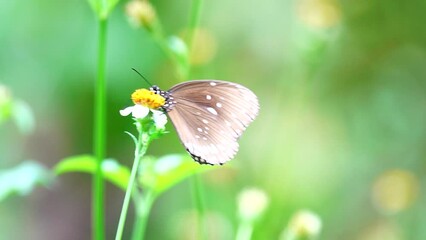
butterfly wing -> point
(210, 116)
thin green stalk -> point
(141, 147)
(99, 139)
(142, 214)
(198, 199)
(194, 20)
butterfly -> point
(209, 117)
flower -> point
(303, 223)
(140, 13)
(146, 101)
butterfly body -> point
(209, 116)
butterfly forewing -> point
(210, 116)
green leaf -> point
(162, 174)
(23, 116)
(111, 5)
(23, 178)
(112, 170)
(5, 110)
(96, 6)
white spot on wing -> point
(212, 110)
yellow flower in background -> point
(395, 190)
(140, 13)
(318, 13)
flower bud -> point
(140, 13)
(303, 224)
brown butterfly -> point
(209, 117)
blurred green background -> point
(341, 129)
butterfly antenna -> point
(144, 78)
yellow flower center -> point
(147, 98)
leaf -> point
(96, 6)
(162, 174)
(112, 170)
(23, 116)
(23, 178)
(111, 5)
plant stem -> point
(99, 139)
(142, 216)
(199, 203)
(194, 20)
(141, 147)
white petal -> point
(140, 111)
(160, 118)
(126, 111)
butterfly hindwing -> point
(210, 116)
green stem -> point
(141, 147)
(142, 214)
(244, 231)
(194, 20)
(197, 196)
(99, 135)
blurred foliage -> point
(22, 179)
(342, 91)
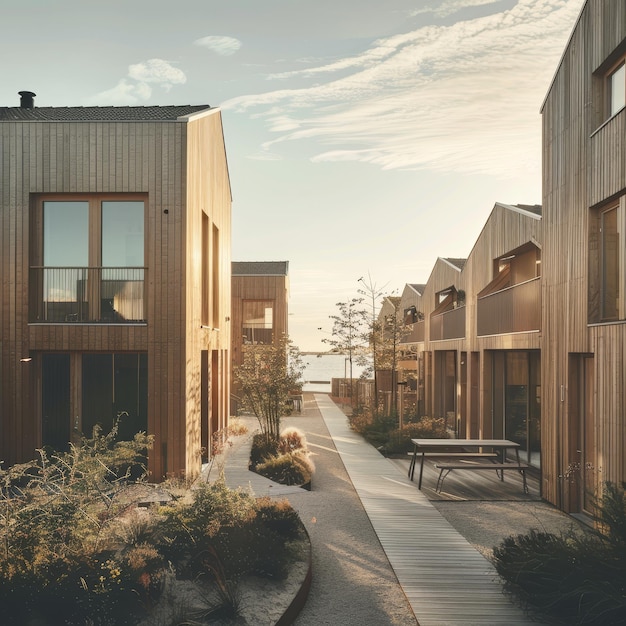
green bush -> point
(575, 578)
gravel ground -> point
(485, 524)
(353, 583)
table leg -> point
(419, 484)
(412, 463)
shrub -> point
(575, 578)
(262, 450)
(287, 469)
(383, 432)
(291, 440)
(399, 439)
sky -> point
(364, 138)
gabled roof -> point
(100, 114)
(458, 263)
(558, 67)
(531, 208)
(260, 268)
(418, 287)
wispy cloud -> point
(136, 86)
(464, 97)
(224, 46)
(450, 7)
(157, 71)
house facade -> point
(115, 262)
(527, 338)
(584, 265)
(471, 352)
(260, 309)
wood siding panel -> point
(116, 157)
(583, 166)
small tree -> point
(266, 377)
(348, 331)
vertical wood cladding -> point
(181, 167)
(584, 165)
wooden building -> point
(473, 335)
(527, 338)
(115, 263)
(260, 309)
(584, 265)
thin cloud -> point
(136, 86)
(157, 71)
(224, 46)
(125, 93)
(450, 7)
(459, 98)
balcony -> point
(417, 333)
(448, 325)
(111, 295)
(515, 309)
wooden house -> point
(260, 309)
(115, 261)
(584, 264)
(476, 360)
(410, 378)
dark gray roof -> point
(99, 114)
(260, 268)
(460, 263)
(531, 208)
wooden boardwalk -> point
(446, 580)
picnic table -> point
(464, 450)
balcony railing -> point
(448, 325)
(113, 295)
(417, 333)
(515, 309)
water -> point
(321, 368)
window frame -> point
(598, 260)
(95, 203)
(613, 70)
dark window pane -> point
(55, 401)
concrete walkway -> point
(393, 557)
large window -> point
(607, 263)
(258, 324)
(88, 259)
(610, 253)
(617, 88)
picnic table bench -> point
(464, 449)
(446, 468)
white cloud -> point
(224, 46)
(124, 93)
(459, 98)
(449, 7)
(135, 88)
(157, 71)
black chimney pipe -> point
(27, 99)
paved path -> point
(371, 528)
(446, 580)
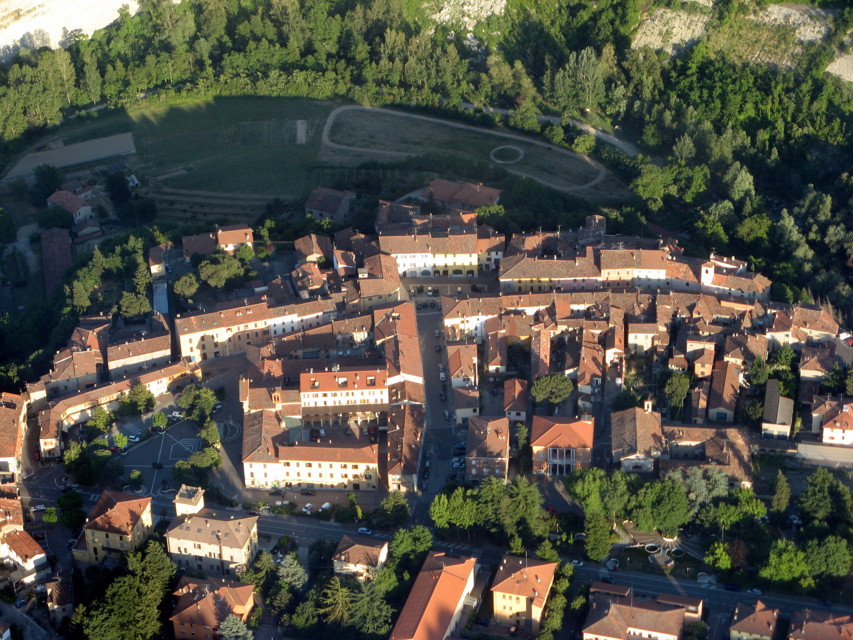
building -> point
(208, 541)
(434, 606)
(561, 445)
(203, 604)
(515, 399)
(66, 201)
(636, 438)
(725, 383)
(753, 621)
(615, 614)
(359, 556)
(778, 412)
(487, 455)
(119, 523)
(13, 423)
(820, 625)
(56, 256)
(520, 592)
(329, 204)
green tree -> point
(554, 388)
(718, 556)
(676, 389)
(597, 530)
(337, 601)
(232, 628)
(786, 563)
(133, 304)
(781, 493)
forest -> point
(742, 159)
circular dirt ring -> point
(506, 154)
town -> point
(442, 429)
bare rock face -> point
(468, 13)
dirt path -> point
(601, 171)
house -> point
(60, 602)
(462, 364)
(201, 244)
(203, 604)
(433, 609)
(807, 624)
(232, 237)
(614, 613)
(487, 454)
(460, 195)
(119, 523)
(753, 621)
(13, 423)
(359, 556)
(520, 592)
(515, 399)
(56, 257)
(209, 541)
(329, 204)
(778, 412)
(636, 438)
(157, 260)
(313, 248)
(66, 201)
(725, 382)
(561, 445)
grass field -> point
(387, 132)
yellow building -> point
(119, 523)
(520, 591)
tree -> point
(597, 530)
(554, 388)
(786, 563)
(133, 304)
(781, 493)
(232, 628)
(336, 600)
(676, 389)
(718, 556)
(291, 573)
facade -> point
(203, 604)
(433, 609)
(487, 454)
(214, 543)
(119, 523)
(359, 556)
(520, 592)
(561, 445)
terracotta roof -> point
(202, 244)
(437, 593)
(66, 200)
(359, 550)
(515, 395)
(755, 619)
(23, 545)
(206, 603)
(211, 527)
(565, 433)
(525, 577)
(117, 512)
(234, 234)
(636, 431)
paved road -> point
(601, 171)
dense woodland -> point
· · · · ·
Transcribe the records above verbatim. Do not carry over any picture.

◆ Result ◆
butterfly wing -> point
(210, 116)
thin green stalk -> point
(141, 147)
(99, 139)
(142, 214)
(198, 199)
(194, 20)
butterfly -> point
(209, 117)
flower -> point
(303, 223)
(140, 13)
(146, 101)
butterfly body -> point
(209, 116)
butterfly forewing -> point
(210, 116)
green leaf -> point
(162, 174)
(23, 116)
(111, 5)
(23, 178)
(112, 170)
(5, 110)
(96, 6)
white spot on wing -> point
(212, 110)
yellow flower in background -> point
(395, 190)
(140, 13)
(318, 13)
flower bud -> point
(140, 13)
(303, 224)
brown butterfly -> point
(209, 117)
blurred green background -> point
(341, 129)
butterfly antenna -> point
(144, 78)
yellow flower center -> point
(147, 98)
leaf -> point
(96, 6)
(162, 174)
(112, 170)
(23, 116)
(23, 178)
(111, 5)
plant stem -> point
(99, 139)
(142, 216)
(199, 203)
(194, 20)
(141, 147)
white petal -> point
(140, 111)
(160, 118)
(126, 111)
butterfly hindwing -> point
(210, 116)
green stem -> point
(141, 147)
(142, 214)
(244, 231)
(194, 20)
(197, 196)
(99, 135)
blurred foliage -> point
(22, 179)
(342, 91)
green bush -> point
(575, 578)
gravel ground -> point
(485, 524)
(353, 583)
table leg -> point
(419, 484)
(412, 463)
shrub -> point
(575, 578)
(262, 450)
(287, 469)
(383, 432)
(291, 440)
(399, 439)
sky -> point
(364, 138)
gabled roof -> point
(100, 114)
(458, 263)
(558, 67)
(531, 208)
(260, 268)
(418, 287)
wispy cloud -> point
(136, 86)
(464, 97)
(224, 46)
(450, 7)
(157, 71)
house facade -> point
(115, 262)
(527, 338)
(584, 265)
(471, 352)
(260, 309)
wood siding panel -> point
(116, 157)
(583, 166)
small tree -> point
(266, 377)
(348, 331)
vertical wood cladding -> point
(181, 167)
(584, 165)
wooden building -> point
(473, 335)
(527, 338)
(115, 263)
(260, 309)
(584, 265)
thin cloud -> point
(136, 86)
(157, 71)
(224, 46)
(125, 93)
(450, 7)
(459, 98)
balcony -> point
(417, 333)
(448, 325)
(111, 295)
(515, 309)
wooden house -> point
(260, 309)
(115, 261)
(584, 264)
(476, 360)
(410, 378)
dark gray roof -> point
(99, 114)
(260, 268)
(460, 263)
(531, 208)
wooden boardwalk -> point
(446, 580)
picnic table -> point
(464, 450)
balcony railing -> point
(448, 325)
(113, 295)
(417, 333)
(515, 309)
water -> point
(321, 368)
window frame -> point
(598, 260)
(95, 203)
(613, 70)
dark window pane -> point
(55, 401)
concrete walkway -> point
(393, 557)
large window -> point
(607, 263)
(258, 324)
(88, 259)
(610, 253)
(617, 88)
picnic table bench -> point
(464, 449)
(446, 468)
white cloud -> point
(224, 46)
(124, 93)
(459, 98)
(449, 7)
(135, 88)
(157, 71)
black chimney pipe -> point
(27, 99)
paved path -> point
(371, 528)
(446, 580)
building -> point
(208, 541)
(434, 606)
(561, 445)
(203, 604)
(515, 399)
(66, 201)
(636, 438)
(725, 383)
(753, 621)
(615, 614)
(359, 556)
(778, 412)
(487, 455)
(119, 523)
(13, 423)
(820, 625)
(56, 256)
(520, 592)
(329, 204)
green tree -> point
(554, 388)
(718, 556)
(676, 389)
(597, 530)
(337, 601)
(232, 628)
(786, 563)
(133, 304)
(781, 493)
forest -> point
(742, 159)
circular dirt ring -> point
(506, 154)
town -> point
(442, 429)
bare rock face -> point
(468, 13)
dirt path -> point
(601, 171)
house -> point
(60, 602)
(462, 364)
(201, 244)
(203, 604)
(433, 609)
(807, 624)
(232, 237)
(614, 613)
(487, 454)
(460, 195)
(119, 523)
(753, 621)
(13, 423)
(359, 556)
(520, 592)
(515, 399)
(56, 257)
(209, 541)
(329, 204)
(778, 412)
(636, 438)
(157, 260)
(313, 248)
(66, 201)
(725, 382)
(561, 445)
grass field -> point
(387, 132)
yellow building -> point
(119, 523)
(520, 591)
tree -> point
(597, 530)
(554, 388)
(786, 563)
(133, 304)
(781, 493)
(232, 628)
(336, 600)
(676, 389)
(718, 556)
(291, 573)
facade -> point
(203, 604)
(433, 609)
(487, 454)
(214, 543)
(119, 523)
(359, 556)
(520, 592)
(561, 445)
terracotta roof -> point
(202, 244)
(437, 593)
(66, 200)
(359, 550)
(515, 395)
(755, 619)
(23, 545)
(206, 603)
(211, 527)
(565, 433)
(525, 577)
(117, 512)
(234, 234)
(636, 431)
paved road -> point
(601, 171)
dense woodland -> point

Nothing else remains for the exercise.